PROBLEM REQUIREMENTS — Exact copies of all entries are needed. Pictures are to be left out.

RECORDS SUPPLIED —
_____

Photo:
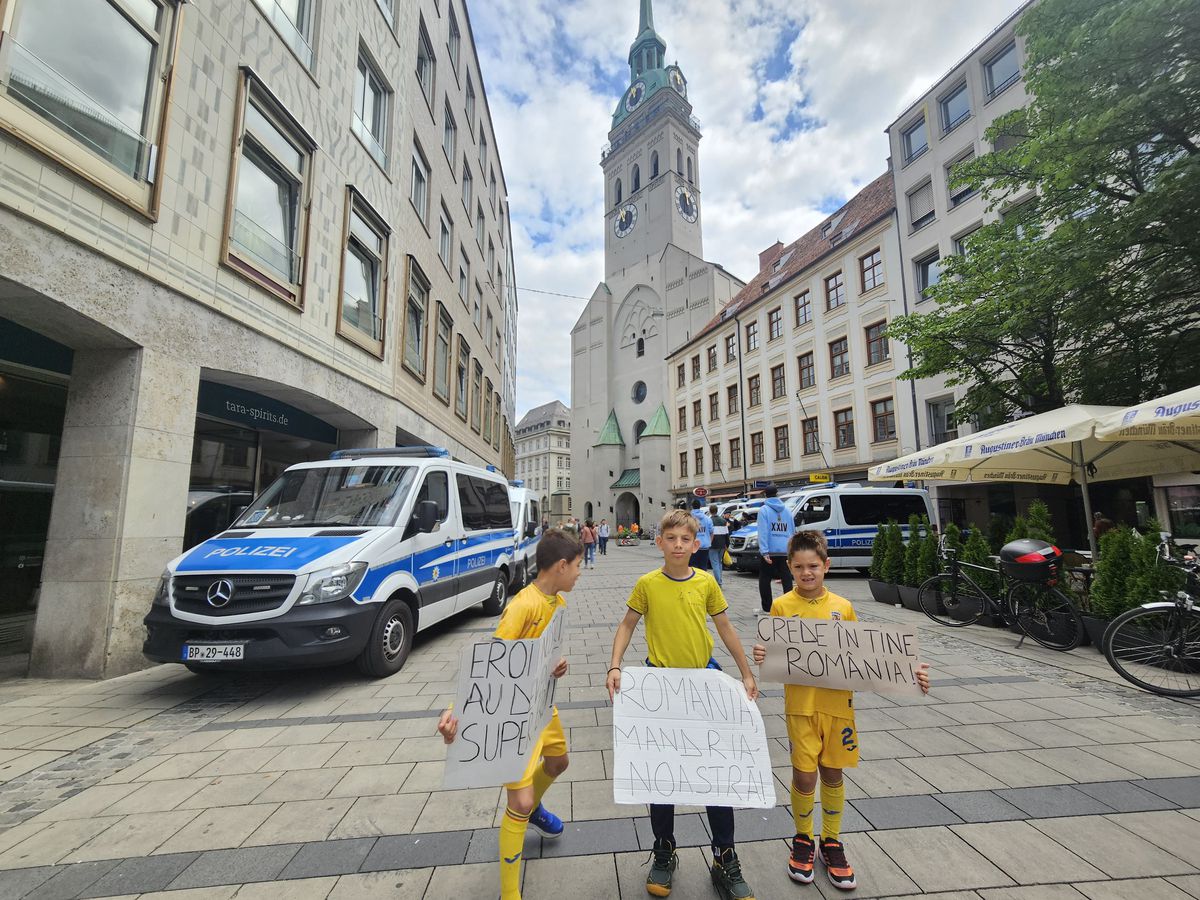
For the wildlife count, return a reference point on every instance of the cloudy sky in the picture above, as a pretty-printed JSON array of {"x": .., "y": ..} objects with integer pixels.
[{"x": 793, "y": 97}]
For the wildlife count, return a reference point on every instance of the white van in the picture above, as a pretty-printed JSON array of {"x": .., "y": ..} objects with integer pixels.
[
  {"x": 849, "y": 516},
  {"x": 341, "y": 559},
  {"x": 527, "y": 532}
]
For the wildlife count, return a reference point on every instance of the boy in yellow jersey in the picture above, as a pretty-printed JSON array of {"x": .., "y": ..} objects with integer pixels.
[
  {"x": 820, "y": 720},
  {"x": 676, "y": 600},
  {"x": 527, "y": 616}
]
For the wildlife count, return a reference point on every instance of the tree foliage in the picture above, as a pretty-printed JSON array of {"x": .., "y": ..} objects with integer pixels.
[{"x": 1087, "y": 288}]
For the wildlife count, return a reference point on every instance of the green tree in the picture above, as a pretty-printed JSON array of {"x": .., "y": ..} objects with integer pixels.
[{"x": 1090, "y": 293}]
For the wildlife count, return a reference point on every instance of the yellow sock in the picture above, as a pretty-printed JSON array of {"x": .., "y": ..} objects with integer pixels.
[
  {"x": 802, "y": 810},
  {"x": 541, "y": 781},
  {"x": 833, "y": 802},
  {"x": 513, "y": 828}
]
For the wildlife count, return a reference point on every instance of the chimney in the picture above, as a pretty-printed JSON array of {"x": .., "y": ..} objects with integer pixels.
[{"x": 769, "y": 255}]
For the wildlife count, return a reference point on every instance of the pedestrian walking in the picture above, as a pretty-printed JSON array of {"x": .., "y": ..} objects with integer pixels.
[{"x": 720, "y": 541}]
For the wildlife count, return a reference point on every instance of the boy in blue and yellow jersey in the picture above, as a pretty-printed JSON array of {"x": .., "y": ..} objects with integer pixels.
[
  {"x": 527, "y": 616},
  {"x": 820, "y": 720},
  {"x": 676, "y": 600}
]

_____

SOLUTION BELOW —
Photo:
For the wildlife count, return a reference point on every instance of the cloudy sky in the picture above, as a pretty-printed JSON array of {"x": .., "y": ..} objects with integer pixels.
[{"x": 793, "y": 97}]
For the wildlife count, return a reference point on every instance of the white van in the picture above, as a pretty-printed JSON array of {"x": .., "y": ..} objects with integer pixels.
[
  {"x": 849, "y": 516},
  {"x": 341, "y": 559},
  {"x": 527, "y": 532}
]
For the wildlife count, return a reference point on every instance of the boy in yellow jersey in the picture above, as a pretty-printed JSON array of {"x": .., "y": ..} objects with integer pixels.
[
  {"x": 820, "y": 720},
  {"x": 676, "y": 600},
  {"x": 527, "y": 616}
]
For the wildlife count, return a reference point on every instance of the tree foliage in the picture above, as a pretty-printed JSON array of {"x": .., "y": ..} objects with integer pixels.
[{"x": 1087, "y": 288}]
For the wildlife count, return a reference point on every instance of the green tree in the picture above, as a pretty-printed JSON array of {"x": .., "y": ..} objects with integer pixels.
[{"x": 1090, "y": 293}]
For the wildlife count, return a reference point on every instance of the yellow sock in the picture above, as a pretty-printed JSON array of {"x": .., "y": ..} objects with integer pixels.
[
  {"x": 802, "y": 810},
  {"x": 541, "y": 781},
  {"x": 833, "y": 802},
  {"x": 513, "y": 828}
]
For the wildlife count, return a reference point on every instance of the chimney in the picture above, as a pretty-printed JSON array of {"x": .., "y": ..} objects with integer pixels.
[{"x": 769, "y": 255}]
For the wildlife count, return a reference point on every instance of the pedestrian walking in the picture above, as a pretty-printed JSON array of {"x": .., "y": ..} objects with integer pixels.
[{"x": 720, "y": 541}]
For the wildlife count, return a reference point on every instance of the boy in blue and yellow jersey in the picture above, as a pretty-printed JSON array of {"x": .., "y": ..} objects with integer pixels.
[
  {"x": 527, "y": 616},
  {"x": 820, "y": 720},
  {"x": 676, "y": 600}
]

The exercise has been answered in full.